PROVIDED MATERIAL -
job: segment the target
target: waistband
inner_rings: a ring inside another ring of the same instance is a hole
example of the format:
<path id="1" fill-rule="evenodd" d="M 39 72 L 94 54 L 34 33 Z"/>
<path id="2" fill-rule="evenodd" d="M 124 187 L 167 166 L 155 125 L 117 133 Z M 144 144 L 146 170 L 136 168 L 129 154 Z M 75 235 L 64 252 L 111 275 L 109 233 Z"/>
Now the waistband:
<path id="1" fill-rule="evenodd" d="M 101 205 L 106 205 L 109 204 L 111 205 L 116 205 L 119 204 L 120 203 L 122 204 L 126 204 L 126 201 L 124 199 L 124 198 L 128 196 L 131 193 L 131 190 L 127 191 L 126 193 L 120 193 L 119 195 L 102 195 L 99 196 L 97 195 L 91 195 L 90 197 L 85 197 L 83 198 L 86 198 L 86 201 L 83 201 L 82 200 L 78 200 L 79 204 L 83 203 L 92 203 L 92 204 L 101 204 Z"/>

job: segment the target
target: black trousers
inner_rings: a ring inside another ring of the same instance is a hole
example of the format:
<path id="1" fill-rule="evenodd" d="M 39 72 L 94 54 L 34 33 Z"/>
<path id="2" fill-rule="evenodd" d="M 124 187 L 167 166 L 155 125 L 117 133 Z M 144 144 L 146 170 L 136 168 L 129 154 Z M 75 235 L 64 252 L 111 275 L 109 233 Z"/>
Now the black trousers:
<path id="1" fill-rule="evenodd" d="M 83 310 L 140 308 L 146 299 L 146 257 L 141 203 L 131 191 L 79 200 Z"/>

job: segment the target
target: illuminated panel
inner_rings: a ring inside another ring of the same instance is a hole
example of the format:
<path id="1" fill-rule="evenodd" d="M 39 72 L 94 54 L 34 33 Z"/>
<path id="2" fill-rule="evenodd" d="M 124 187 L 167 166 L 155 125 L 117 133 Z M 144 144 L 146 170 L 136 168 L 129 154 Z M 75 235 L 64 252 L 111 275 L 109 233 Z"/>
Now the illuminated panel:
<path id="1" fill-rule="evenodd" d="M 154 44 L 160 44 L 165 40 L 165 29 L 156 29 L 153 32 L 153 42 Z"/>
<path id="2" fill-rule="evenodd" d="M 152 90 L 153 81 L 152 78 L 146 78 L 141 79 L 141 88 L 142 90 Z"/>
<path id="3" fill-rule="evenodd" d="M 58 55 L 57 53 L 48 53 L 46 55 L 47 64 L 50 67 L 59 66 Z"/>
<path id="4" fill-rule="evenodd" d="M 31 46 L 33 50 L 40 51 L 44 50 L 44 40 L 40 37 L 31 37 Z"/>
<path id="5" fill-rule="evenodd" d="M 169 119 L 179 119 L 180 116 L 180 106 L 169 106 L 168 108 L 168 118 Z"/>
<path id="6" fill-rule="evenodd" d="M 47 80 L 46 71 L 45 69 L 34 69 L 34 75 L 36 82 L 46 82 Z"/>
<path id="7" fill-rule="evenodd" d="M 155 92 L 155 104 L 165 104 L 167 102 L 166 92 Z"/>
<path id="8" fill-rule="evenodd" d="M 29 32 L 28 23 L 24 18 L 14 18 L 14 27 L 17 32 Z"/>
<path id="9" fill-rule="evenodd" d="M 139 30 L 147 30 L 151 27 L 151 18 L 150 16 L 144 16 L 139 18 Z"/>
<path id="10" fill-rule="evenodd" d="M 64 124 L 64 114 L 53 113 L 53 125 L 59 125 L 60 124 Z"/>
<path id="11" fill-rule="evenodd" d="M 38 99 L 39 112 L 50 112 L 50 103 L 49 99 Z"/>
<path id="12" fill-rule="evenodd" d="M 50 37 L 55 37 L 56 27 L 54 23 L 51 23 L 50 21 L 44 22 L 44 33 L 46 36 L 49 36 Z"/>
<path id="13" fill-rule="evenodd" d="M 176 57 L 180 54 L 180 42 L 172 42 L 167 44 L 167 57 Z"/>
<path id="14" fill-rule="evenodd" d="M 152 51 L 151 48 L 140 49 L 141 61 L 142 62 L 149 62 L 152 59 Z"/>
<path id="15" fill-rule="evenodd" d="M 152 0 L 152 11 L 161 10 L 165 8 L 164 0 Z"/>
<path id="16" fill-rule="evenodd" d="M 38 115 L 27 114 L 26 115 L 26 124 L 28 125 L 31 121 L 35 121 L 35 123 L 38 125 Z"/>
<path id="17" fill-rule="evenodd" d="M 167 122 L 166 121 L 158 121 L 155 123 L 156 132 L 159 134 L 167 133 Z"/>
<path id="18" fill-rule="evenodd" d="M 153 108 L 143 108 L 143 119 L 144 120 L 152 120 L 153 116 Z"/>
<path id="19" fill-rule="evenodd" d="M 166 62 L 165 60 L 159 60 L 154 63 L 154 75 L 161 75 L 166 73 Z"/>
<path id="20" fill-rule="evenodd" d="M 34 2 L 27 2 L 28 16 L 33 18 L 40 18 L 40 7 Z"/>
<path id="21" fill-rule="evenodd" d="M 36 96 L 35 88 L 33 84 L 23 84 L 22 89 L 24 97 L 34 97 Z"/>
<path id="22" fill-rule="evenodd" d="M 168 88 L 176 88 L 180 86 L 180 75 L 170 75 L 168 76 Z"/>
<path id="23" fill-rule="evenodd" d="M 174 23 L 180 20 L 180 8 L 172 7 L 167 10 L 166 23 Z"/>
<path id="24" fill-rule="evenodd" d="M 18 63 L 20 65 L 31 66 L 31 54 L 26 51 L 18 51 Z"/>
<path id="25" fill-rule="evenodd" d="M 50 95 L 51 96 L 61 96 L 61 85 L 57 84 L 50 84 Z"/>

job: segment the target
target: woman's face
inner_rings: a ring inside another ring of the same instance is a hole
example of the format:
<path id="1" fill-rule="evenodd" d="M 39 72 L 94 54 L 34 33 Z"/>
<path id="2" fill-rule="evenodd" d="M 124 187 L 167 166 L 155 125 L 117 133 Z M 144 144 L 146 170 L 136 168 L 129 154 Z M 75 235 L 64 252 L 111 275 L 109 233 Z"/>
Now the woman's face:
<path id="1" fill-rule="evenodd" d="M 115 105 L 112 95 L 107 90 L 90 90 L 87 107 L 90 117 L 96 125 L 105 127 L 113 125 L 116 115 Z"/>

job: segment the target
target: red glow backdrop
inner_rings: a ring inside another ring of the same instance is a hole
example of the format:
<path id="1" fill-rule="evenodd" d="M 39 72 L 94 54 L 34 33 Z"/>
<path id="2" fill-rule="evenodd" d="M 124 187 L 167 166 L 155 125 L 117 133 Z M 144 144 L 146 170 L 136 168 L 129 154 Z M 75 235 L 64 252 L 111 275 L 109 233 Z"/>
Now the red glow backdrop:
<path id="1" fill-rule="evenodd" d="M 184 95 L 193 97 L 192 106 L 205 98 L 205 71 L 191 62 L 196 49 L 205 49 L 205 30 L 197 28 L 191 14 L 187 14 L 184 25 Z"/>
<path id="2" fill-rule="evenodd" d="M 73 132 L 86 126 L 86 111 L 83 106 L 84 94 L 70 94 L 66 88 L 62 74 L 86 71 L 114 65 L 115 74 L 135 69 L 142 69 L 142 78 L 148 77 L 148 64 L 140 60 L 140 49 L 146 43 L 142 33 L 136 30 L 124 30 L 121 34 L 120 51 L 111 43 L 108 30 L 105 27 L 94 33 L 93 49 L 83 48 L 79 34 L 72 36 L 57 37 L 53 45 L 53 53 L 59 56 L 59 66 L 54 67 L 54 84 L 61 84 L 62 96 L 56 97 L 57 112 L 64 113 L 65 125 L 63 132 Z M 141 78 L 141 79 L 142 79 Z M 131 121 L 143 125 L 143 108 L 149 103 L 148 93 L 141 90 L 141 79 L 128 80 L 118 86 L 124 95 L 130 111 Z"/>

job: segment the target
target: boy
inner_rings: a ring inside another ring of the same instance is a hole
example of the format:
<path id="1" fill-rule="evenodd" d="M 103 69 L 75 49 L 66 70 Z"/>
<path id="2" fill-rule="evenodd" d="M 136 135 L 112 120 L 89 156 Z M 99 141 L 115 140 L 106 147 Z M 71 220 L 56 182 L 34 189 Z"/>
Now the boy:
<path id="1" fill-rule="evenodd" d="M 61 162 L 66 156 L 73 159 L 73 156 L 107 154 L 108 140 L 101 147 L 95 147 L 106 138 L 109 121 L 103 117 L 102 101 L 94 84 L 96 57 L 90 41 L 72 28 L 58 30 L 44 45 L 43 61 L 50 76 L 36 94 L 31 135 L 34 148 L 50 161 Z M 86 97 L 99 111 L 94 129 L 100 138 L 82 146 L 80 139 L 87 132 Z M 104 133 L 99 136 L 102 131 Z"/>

TASK TO CARRY OUT -
Transcribe the listing from its first line through the line that contains "101 205 L 106", both ends included.

THE REPLY -
job: segment the target
target: waistband
inner_rings: a ring inside another ring of the same instance is a hole
example of the format:
<path id="1" fill-rule="evenodd" d="M 39 72 L 94 54 L 34 33 Z"/>
<path id="2" fill-rule="evenodd" d="M 124 187 L 167 166 L 155 125 L 117 133 Z M 144 144 L 146 170 L 136 168 L 129 154 Z M 75 235 L 64 252 L 111 275 L 109 233 Z"/>
Now the waistband:
<path id="1" fill-rule="evenodd" d="M 101 205 L 106 205 L 109 204 L 111 205 L 116 205 L 119 204 L 120 203 L 122 204 L 126 204 L 126 201 L 124 199 L 124 198 L 128 196 L 131 193 L 131 190 L 127 191 L 126 193 L 120 193 L 119 195 L 102 195 L 99 196 L 97 195 L 91 195 L 90 197 L 85 197 L 83 198 L 86 198 L 86 201 L 83 201 L 82 200 L 78 200 L 79 204 L 83 203 L 92 203 L 92 204 L 101 204 Z"/>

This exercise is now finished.